* **Supplied text**:
+ + + + +

Changes in dissolved oxygen: Given the fact that the ATAD process is based on aerobic stabilization, the amount of dissolved oxygen in this study was studied during the process. Initial DO concentration was zero and it gradually increased with the start of the aeration process (Fig. 5) and it had reached to maximum of 0.65 mg L–1 in 18th day. Some previous studies have presented similar findings17-19.
Temperature and volatile solids: The starting temperature of reactor was 11.7°C. Temperature changes aginst (VS) changes in ATAD (Fig. 6) illustrated that at the beginning of process temperature was at its lowest and volatile solids concentration was at its max (Fig. 6). As the process continued, due to bacterial activity VS was reduced, while the temperature of the reactor started to increase gradually (Fig. 6). From the 13th day that system entered into the thermophilic phase, VS reduction occurred more intensively. whereas, during the same time temperature has increased more intensively (Fig. 6) which indicates that the stabilization process in ATAD has been done completely. Findings reported by Cheng et al.20 were similar.
According to ANOVA it could be concluded that in this study there was a considerable correlation between the temperature and VS (p<0.001).
The process of sludge stabilization using ATAD method is known as a sludge pasteurization method for urban and industrial wastewater treatment plants. In this study in addition to removing pathogenic bacteria at a maximum temperature of 61.2°C and sludge pasteurization, VOCs has reduced 42% in 6 days. Results of his study showed that autothermal bacteria related to Ureibacillus thermosphaericus and some strains of Hydrogenophilaceae, Thermotogaceae and Clostridiaceae dominated the autothermal thermophilic aerobic stabilization process20-23.
CONCLUSION
According to the results, it can be concluded that the autothermal thermophilic aerobic digester could stabilize the municipal wastewater sludge and turn it to a final product that met EPA’s standards (CFR 40 Part 503) and "Iran’s national Standards on sludge transfer, disposal/utilization". The final product was appropriate for use in agriculture as a soil supplement and its attributes put it on class A sludge classification of EPA. The ATAD compared to other conventional methods have advantages such as faster stabilization and more energy efficiency. Also, there were no limitations to operate it in alpine climate.
SIGNIFICANCE STATEMENT
This study discovers that ATAD system could achieve 100% removal of total coliforms and fecal coliforms. Also, COD and VS decreased to a desirable level. The results of this study help the researchers to know practical details on setting up an ATAD system for simultaneous treatment of primary and secondary sludge.
ACKNOWLEDGMENTS
The study extracted from a Thesis of M.Sc., Environmental Health Engineering and was supported by funds from the Hamadan University of Medical Sciences with grant No. 9406173177.

+ + + + +

* **Source material**:
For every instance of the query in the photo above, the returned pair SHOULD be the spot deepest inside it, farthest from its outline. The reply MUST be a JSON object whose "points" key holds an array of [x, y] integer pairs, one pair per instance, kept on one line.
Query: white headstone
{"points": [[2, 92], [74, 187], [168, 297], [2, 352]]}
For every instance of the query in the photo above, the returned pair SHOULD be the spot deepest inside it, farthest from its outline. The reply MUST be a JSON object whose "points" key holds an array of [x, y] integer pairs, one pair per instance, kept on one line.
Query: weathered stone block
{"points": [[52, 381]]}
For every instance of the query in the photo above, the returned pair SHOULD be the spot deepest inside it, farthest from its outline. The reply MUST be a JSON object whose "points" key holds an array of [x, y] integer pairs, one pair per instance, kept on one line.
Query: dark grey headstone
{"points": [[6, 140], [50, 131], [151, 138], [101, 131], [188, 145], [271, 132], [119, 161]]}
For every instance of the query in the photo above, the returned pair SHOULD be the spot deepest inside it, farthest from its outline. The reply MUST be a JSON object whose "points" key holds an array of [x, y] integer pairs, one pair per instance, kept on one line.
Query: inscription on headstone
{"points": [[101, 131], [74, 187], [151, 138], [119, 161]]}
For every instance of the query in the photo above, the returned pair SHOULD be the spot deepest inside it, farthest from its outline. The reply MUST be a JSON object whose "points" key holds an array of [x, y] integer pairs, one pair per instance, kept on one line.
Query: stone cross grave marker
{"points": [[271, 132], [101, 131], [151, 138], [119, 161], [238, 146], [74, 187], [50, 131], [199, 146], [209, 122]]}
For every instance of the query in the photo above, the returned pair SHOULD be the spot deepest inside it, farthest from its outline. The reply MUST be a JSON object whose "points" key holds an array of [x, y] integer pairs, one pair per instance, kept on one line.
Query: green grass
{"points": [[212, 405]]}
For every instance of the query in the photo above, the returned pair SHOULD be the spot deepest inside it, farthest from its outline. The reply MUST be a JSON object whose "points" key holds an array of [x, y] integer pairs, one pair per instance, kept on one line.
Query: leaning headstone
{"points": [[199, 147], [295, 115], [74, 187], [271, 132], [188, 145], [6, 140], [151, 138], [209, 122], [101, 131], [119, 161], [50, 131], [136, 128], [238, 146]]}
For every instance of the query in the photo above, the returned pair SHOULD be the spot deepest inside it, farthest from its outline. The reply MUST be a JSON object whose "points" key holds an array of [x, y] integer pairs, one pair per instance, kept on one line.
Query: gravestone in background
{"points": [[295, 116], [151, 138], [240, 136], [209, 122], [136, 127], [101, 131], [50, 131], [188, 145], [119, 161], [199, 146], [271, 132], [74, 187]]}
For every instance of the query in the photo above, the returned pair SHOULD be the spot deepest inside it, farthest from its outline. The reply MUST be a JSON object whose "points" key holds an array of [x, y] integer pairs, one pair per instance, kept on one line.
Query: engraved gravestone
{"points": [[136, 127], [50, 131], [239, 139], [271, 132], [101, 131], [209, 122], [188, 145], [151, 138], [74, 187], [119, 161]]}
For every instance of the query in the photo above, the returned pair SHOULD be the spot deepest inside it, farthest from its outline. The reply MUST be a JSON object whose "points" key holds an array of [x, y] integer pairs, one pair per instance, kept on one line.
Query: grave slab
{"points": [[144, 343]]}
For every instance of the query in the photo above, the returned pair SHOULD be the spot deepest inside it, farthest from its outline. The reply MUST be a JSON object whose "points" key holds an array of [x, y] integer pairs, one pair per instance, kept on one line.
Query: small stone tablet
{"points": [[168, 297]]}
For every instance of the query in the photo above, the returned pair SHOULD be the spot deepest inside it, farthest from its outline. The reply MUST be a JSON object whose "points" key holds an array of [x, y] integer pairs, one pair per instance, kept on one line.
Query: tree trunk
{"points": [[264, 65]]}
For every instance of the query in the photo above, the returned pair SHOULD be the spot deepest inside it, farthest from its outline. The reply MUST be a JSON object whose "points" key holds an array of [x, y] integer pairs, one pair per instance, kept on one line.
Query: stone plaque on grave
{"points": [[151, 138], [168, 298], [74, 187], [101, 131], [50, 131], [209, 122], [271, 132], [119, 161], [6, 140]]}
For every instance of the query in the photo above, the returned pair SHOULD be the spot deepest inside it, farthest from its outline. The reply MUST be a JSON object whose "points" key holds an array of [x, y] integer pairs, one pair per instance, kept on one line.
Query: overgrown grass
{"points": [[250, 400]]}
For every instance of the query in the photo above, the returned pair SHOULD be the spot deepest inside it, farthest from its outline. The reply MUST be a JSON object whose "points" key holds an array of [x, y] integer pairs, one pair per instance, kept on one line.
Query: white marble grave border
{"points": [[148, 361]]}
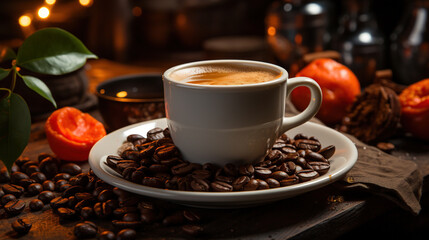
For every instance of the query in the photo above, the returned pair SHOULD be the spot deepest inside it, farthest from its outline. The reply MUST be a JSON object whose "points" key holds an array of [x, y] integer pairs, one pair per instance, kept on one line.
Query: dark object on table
{"points": [[359, 40], [409, 49], [374, 116], [131, 99]]}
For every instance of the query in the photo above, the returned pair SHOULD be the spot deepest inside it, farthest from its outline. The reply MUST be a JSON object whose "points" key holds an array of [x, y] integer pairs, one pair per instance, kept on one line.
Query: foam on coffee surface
{"points": [[223, 74]]}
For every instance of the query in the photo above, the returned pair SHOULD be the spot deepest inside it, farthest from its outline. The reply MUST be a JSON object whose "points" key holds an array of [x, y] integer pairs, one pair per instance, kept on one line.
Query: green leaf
{"points": [[39, 87], [15, 126], [6, 54], [52, 51], [4, 73]]}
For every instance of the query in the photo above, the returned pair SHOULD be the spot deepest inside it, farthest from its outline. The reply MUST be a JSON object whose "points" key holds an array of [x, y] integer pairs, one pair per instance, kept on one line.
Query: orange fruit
{"points": [[72, 133], [415, 109], [339, 85]]}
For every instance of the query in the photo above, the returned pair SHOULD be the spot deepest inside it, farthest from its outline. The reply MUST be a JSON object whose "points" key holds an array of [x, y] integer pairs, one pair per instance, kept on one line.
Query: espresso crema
{"points": [[225, 74]]}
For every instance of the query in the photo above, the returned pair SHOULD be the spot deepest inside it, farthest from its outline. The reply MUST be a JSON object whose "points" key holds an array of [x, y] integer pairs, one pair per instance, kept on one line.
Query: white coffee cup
{"points": [[232, 123]]}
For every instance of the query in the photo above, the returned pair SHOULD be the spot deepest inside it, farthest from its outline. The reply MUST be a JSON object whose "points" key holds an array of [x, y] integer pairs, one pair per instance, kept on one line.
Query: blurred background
{"points": [[368, 34]]}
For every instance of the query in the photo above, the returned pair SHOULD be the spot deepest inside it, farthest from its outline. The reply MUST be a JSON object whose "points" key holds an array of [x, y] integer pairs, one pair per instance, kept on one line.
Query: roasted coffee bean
{"points": [[315, 157], [16, 176], [261, 172], [200, 185], [21, 160], [102, 210], [71, 191], [155, 134], [289, 181], [85, 229], [219, 186], [279, 175], [59, 184], [253, 184], [34, 189], [25, 182], [36, 205], [66, 213], [119, 224], [49, 166], [59, 202], [105, 195], [272, 183], [120, 212], [32, 169], [320, 167], [182, 169], [328, 151], [38, 177], [16, 190], [64, 187], [230, 170], [262, 184], [131, 217], [107, 235], [6, 198], [86, 212], [191, 216], [240, 182], [306, 175], [14, 207], [46, 196], [126, 234], [175, 218], [21, 225], [71, 168], [246, 170], [308, 144], [48, 185]]}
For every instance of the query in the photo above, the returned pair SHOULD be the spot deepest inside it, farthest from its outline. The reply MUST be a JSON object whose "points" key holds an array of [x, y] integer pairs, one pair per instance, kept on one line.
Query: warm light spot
{"points": [[43, 12], [137, 11], [271, 31], [122, 94], [298, 39], [85, 3], [24, 20]]}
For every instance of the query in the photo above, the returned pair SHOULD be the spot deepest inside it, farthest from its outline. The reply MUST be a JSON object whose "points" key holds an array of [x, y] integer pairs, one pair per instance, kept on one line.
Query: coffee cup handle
{"points": [[312, 108]]}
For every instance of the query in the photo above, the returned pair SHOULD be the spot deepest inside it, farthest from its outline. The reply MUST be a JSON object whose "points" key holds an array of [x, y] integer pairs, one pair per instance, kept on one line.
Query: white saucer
{"points": [[343, 160]]}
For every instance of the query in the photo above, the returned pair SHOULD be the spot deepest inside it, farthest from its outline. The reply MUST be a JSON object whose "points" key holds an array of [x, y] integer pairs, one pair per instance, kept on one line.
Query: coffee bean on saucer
{"points": [[14, 207], [21, 225], [85, 229], [34, 189], [71, 168], [36, 205], [126, 234], [13, 189], [6, 198], [46, 196]]}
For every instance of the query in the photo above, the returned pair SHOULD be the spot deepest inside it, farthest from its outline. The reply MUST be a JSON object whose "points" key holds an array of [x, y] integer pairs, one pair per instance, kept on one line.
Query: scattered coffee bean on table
{"points": [[156, 162]]}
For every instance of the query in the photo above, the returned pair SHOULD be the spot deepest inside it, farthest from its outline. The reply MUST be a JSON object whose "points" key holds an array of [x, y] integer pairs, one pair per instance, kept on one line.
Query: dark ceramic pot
{"points": [[130, 99]]}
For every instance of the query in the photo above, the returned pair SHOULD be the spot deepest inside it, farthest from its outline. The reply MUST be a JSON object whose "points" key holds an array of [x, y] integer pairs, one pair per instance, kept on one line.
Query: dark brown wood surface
{"points": [[326, 213]]}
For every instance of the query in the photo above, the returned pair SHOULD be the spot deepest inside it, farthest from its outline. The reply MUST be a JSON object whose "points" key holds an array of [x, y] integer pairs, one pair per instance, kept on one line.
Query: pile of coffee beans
{"points": [[155, 161], [80, 196]]}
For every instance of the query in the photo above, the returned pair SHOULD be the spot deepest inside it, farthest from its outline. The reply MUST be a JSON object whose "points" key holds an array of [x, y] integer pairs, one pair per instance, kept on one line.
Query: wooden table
{"points": [[327, 213]]}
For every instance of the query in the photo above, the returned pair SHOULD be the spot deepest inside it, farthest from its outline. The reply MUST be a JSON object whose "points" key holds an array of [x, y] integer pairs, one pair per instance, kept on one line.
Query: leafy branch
{"points": [[50, 51]]}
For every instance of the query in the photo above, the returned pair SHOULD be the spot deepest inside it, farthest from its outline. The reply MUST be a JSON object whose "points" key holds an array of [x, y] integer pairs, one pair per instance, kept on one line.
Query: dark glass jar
{"points": [[410, 45], [359, 40], [296, 27]]}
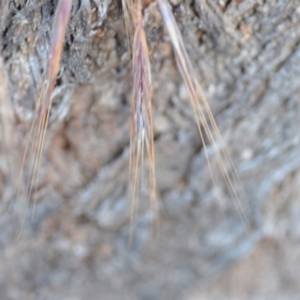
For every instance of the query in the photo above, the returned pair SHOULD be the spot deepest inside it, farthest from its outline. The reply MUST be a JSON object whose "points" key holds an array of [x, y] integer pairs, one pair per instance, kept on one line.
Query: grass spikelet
{"points": [[44, 103], [128, 11], [202, 111], [141, 137]]}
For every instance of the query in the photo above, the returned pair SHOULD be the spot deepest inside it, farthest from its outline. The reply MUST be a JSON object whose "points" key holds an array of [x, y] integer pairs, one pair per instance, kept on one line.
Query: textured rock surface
{"points": [[76, 244]]}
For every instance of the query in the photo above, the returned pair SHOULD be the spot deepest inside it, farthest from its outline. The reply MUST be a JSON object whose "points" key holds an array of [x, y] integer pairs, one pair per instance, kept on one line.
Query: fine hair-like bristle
{"points": [[141, 139], [34, 147], [202, 111]]}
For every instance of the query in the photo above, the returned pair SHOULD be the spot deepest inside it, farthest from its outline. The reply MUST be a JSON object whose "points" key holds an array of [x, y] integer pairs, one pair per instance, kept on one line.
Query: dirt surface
{"points": [[75, 245]]}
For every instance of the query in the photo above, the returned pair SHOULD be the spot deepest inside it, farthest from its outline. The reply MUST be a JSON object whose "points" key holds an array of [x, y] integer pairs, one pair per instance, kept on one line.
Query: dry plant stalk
{"points": [[203, 115], [43, 106], [141, 137]]}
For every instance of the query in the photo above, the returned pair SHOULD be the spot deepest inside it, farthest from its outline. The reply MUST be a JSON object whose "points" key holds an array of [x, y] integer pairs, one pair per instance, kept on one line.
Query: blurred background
{"points": [[75, 244]]}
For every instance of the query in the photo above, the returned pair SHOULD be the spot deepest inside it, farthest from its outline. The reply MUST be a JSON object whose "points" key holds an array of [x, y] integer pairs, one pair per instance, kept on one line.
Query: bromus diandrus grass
{"points": [[141, 136], [43, 107]]}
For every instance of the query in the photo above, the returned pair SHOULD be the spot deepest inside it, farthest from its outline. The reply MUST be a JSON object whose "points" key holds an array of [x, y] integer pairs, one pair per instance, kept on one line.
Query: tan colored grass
{"points": [[34, 147], [141, 137], [203, 115]]}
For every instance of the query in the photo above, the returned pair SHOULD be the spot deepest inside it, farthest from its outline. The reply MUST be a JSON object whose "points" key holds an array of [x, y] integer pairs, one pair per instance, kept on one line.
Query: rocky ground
{"points": [[75, 244]]}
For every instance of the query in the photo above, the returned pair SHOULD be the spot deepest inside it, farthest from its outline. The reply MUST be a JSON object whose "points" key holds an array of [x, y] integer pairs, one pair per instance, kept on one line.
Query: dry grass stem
{"points": [[141, 139], [43, 106], [203, 114]]}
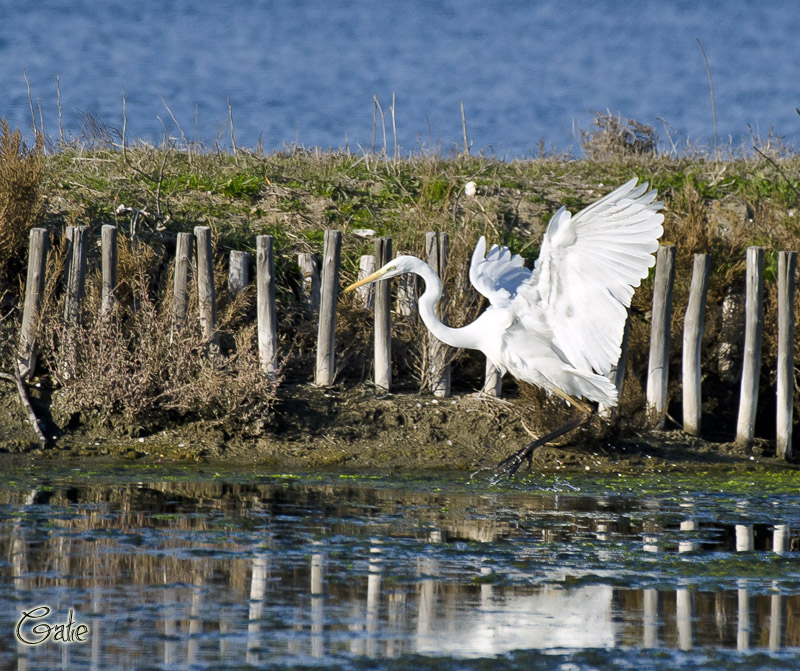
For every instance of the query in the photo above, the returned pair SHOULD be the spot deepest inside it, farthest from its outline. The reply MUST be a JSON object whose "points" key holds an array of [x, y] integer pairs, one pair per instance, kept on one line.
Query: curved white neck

+ + + + +

* **How to complete this task**:
Copy the passage of the sludge-digestion excerpt from "According to ANOVA" to "aerobic stabilization process20-23." word for word.

* **Exercise result**:
According to ANOVA it could be concluded that in this study there was a considerable correlation between the temperature and VS (p<0.001).
The process of sludge stabilization using ATAD method is known as a sludge pasteurization method for urban and industrial wastewater treatment plants. In this study in addition to removing pathogenic bacteria at a maximum temperature of 61.2°C and sludge pasteurization, VOCs has reduced 42% in 6 days. Results of his study showed that autothermal bacteria related to Ureibacillus thermosphaericus and some strains of Hydrogenophilaceae, Thermotogaceae and Clostridiaceae dominated the autothermal thermophilic aerobic stabilization process20-23.